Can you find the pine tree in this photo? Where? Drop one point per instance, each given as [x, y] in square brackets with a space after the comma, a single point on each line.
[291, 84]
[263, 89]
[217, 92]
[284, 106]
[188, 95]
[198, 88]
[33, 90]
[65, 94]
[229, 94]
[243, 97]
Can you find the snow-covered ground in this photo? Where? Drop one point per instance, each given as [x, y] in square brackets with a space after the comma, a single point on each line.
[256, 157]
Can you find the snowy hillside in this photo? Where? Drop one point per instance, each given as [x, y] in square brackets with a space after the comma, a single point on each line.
.....
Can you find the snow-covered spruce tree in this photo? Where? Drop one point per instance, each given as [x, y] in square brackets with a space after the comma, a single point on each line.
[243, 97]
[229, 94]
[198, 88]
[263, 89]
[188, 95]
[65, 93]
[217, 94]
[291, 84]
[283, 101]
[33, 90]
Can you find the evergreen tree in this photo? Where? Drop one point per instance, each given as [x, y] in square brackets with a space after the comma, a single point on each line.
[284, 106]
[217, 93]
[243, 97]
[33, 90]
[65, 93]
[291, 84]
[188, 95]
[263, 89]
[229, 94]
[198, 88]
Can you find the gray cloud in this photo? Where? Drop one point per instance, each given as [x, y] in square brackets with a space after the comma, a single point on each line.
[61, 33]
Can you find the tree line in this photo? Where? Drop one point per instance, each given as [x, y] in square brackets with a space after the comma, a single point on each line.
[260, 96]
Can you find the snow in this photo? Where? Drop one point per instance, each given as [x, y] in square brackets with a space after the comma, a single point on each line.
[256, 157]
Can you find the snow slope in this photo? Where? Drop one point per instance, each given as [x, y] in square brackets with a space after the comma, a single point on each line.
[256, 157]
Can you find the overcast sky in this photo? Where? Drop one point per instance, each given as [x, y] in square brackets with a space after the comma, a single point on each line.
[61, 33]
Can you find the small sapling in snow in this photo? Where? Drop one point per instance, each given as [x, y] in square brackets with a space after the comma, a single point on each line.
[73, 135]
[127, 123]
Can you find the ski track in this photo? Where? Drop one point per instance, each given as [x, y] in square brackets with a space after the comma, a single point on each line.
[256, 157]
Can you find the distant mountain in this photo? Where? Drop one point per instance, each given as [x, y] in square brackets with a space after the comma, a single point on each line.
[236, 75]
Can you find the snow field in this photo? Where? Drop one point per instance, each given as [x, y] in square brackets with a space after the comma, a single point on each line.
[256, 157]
.....
■ **Exercise directions**: Pick out and copy every line of the material above that contains the string "tree". Case counts, so uppercase and lowercase letters do not match each other.

■ **Expected output**:
Can you find the pine tree in this photo? Where? Drop one point per instance, each given as [x, y] in square brackets with a space after the comma, a single point on each line.
Can you find the snow-covered spruce tree in this photo? Where? Drop one point per instance, each given as [x, y] in square brackets with a space after the comma, a single point on each line.
Can you find the evergreen tree in this photo? Where? Drop one point per instance, each given as [x, y] in square brackets with a space after the comma, a single point on each line.
Can you find the tree line in this photo? Where? Drop one point per instance, each given as [x, y] in square brackets with a space after the comma, a single point on each line.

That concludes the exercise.